Deuxième partie de la trilogie autour des « Paternités ratées », initiée par le remarquable Autisme sorti il y a deux ans, Les eaux de Joana est un livre qui marque au fer, un roman qu’on ne peut oublier une fois terminé, tant la douleur qui y est dépeinte est à vif. Car ce livre, que l’on lit d’une traite sans pouvoir reprendre son souffle, est une vertigineuse agonie vers la folie. Une véritable cartographie de la douleur et de la perte. De la première à la dernière page, le lecteur est soufflé par la puissance émotionnelle de ce récit de deuil. Car c’est bien de deuil dont il s’agit, avec ses terribles étapes, tel un chemin de croix où Joana, en mater dolorosa, devra se confronter et faire face à ce qu’elle ne peut concevoir. Telle Alice perdue dans le terrier du Lapin Blanc, elle s’engouffre dans un tourbillon tant désespéré qu’hystérique, où elle risque de tout (et de se) perdre.

^^^^^^^^^^^^^^^^

• [Consignes]:
1/ Répondez aux questions suivantes d'après l'extrait sur Les eaux de Joana :
(a) De quelle trilogie ce roman constitue-t-il la deuxième partie ?
(b) Quel livre a ouvert cette trilogie, et quand est-il sorti ?
(c) À quel personnage Joana est-elle comparée ?
2/ Recopiez, dans l'extrait sur Les eaux de Joana, le passage allant de « Deuxième partie de » jusqu'à « de se) perdre. ».

• [Informations fournies]:
^^^^^^^^^^^^^^^^

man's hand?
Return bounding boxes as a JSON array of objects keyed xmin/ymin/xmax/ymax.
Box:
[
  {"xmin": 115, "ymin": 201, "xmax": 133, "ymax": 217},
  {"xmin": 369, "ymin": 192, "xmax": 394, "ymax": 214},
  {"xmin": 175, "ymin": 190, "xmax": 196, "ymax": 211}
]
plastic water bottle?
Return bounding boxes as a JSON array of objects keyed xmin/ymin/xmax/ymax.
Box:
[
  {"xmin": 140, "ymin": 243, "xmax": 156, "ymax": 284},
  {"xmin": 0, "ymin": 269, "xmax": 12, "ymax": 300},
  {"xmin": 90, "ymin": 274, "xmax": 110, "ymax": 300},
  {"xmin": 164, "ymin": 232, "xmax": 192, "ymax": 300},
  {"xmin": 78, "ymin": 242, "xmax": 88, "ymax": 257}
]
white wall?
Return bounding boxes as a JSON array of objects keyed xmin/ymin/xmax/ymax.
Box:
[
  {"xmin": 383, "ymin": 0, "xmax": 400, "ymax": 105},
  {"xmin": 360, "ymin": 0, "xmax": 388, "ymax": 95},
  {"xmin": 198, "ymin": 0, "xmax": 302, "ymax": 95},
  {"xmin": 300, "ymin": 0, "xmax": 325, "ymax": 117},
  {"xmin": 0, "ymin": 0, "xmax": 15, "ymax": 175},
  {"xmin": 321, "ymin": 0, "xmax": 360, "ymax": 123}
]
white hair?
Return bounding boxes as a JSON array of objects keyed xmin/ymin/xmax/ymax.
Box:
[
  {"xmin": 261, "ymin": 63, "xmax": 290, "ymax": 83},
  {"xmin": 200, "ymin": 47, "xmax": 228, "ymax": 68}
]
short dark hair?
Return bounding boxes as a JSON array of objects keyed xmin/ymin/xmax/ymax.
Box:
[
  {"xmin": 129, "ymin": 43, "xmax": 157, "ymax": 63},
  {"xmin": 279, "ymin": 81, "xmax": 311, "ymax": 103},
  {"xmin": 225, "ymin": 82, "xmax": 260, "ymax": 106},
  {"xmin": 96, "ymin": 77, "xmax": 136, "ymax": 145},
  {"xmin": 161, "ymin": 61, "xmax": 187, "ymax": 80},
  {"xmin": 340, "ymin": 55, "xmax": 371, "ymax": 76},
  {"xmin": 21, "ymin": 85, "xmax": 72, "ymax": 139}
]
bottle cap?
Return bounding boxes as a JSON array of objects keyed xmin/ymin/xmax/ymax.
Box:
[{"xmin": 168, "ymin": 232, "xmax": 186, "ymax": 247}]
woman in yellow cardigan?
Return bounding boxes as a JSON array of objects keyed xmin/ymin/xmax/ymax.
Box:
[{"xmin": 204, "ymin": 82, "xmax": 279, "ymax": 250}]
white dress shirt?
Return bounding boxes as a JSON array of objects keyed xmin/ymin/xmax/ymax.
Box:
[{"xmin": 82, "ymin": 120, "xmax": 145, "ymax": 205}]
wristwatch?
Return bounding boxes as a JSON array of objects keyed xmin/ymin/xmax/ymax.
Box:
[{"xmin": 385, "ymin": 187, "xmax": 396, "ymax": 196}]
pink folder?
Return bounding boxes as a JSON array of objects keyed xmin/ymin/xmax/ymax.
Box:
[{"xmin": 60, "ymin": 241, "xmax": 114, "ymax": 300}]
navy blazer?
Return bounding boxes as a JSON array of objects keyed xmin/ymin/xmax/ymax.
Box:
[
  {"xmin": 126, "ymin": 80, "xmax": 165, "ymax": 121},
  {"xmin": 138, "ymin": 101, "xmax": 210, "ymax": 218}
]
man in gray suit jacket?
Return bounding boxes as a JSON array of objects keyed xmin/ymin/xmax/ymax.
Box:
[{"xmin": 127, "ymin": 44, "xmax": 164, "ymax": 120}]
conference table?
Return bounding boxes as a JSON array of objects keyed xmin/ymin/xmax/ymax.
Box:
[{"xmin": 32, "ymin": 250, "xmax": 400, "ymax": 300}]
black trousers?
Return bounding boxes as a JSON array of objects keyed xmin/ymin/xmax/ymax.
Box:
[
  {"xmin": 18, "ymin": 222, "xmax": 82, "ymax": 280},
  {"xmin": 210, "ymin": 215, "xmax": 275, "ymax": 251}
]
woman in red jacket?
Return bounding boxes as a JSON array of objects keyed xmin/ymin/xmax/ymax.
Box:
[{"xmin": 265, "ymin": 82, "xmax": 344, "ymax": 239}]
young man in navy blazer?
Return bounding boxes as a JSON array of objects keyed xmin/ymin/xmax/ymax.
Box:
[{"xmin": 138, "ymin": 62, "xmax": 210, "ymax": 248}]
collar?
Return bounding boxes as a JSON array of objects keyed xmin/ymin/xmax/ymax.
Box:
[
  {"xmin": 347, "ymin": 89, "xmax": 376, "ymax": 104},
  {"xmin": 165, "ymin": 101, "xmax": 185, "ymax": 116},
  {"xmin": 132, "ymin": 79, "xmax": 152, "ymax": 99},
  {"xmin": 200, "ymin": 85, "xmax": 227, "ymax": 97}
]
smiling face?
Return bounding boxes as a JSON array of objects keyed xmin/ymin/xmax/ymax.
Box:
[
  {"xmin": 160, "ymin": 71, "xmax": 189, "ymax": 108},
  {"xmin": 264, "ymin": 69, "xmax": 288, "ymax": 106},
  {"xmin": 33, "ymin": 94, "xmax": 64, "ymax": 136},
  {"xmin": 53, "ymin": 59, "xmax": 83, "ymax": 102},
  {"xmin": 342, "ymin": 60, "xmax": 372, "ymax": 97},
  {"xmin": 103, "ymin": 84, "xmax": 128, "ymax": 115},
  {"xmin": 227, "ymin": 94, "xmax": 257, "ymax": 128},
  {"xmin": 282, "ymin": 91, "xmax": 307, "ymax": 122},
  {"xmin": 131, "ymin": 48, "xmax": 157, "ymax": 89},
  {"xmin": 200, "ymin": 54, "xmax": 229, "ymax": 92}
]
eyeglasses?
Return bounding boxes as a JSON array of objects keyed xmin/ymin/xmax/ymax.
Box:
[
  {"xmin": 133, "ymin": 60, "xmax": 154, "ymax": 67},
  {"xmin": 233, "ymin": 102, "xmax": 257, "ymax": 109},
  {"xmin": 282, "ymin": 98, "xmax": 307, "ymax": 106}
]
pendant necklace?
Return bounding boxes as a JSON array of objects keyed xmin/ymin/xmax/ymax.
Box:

^^^^^^^^^^^^^^^^

• [Résultats]:
1/
(a) La trilogie autour des « Paternités ratées ».
(b) Autisme, sorti il y a deux ans.
(c) À Alice perdue dans le terrier du Lapin Blanc.

2/
Deuxième partie de la trilogie autour des « Paternités ratées », initiée par le remarquable Autisme sorti il y a deux ans, Les eaux de Joana est un livre qui marque au fer, un roman qu’on ne peut oublier une fois terminé, tant la douleur qui y est dépeinte est à vif. Car ce livre, que l’on lit d’une traite sans pouvoir reprendre son souffle, est une vertigineuse agonie vers la folie. Une véritable cartographie de la douleur et de la perte. De la première à la dernière page, le lecteur est soufflé par la puissance émotionnelle de ce récit de deuil. Car c’est bien de deuil dont il s’agit, avec ses terribles étapes, tel un chemin de croix où Joana, en mater dolorosa, devra se confronter et faire face à ce qu’elle ne peut concevoir. Telle Alice perdue dans le terrier du Lapin Blanc, elle s’engouffre dans un tourbillon tant désespéré qu’hystérique, où elle risque de tout (et de se) perdre.